[ESTRATTO DELLA PAGINA]:
Importante iniziativa del Circolo
Valenzi del Partito Democratico che sabato 15 dicembre ha promosso un incontro
pubblico su “Politiche e prospettive
culturali dell’Italia all’estero” presso la sede del Corriere di
Tunisi.
L’On. Marco Fedi - nel suo
intervento di saluto anche a nome del Senatore Randazzo impossibilitato a
partecipare – ha ricordato il momento di forte difficoltà, con le riforme che
hanno segnato il passo, fermate dalle resistenze, politiche, sindacali,
ministeriali, a cui hanno fatto seguito i tagli drastici del Governo Berlusconi.
“Abbiamo bisogno di un’azione forte, sinergica, tesa a far ripartire
l’elaborazione programmatica, abbiamo bisogno di una visione nuova, che potrebbe
tornare ad essere “il pacchetto emigrazione”, che oggi definirei essenziale presenza nel mondo” – ha
dichiarato l’On. Marco Fedi.

[COMPITI DA SVOLGERE]:
1. Trascrivi senza modifiche il passo dell'articolo che va da "L’On. Marco Fedi - nel" fino a "del Governo Berlusconi." compreso.
2. Secondo l'articolo, in quale sede si è tenuto l'incontro pubblico di sabato 15 dicembre?
L'elenco non ha alcun legame con l'articolo.

[DATI MOSTRATI]:
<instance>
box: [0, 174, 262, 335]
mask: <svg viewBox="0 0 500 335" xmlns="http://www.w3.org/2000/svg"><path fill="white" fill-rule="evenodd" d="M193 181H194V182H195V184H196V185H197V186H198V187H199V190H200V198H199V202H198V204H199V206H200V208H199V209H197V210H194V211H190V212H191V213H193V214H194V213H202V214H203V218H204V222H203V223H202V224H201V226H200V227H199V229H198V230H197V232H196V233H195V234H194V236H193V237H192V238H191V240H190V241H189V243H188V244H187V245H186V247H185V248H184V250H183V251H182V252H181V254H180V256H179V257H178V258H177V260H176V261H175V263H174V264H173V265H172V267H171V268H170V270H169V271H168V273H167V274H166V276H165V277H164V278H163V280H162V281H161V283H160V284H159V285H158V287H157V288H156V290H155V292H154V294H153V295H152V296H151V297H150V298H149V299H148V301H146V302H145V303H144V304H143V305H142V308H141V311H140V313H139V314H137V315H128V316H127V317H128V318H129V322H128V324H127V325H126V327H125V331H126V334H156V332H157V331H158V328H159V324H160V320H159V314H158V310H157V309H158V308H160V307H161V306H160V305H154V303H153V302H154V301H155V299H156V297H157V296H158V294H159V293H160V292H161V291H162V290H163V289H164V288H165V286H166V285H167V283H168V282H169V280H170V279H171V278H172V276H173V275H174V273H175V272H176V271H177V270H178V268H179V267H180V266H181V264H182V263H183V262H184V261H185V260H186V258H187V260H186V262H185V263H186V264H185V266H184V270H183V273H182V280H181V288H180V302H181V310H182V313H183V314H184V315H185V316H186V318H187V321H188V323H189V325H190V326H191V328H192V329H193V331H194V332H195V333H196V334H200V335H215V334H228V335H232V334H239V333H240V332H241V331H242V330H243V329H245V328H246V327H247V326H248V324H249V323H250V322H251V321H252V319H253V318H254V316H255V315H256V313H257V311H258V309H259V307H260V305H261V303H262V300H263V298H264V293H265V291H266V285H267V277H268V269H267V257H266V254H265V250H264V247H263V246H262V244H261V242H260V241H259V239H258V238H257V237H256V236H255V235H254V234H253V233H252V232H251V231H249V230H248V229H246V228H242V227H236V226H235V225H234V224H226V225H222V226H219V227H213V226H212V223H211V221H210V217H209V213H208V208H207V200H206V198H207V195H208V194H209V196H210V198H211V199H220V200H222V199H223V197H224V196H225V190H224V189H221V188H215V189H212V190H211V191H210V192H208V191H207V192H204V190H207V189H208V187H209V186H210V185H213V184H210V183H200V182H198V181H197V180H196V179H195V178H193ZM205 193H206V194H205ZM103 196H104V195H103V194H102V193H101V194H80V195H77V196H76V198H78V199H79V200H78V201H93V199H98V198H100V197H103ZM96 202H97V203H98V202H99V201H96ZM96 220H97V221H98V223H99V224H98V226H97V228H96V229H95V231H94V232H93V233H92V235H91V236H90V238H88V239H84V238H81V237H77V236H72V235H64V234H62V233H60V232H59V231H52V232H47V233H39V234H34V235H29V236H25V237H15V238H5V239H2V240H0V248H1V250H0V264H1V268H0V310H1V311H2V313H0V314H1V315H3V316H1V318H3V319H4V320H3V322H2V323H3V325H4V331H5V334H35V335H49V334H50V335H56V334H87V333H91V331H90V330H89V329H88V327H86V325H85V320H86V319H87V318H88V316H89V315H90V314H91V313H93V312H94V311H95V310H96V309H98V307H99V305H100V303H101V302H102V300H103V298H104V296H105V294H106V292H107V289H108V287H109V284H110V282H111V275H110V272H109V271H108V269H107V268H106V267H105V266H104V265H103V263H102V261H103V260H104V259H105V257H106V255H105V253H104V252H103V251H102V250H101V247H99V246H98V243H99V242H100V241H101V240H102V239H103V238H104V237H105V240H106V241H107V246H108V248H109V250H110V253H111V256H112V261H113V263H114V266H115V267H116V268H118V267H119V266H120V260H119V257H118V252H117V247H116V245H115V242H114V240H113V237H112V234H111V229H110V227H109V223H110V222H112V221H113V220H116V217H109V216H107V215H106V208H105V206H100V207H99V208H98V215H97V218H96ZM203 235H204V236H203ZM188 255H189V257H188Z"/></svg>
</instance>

[SOLUZIONI PER COMPITO]:
1.
L’On. Marco Fedi - nel suo
intervento di saluto anche a nome del Senatore Randazzo impossibilitato a
partecipare – ha ricordato il momento di forte difficoltà, con le riforme che
hanno segnato il passo, fermate dalle resistenze, politiche, sindacali,
ministeriali, a cui hanno fatto seguito i tagli drastici del Governo Berlusconi.

2. Presso la sede del Corriere di Tunisi.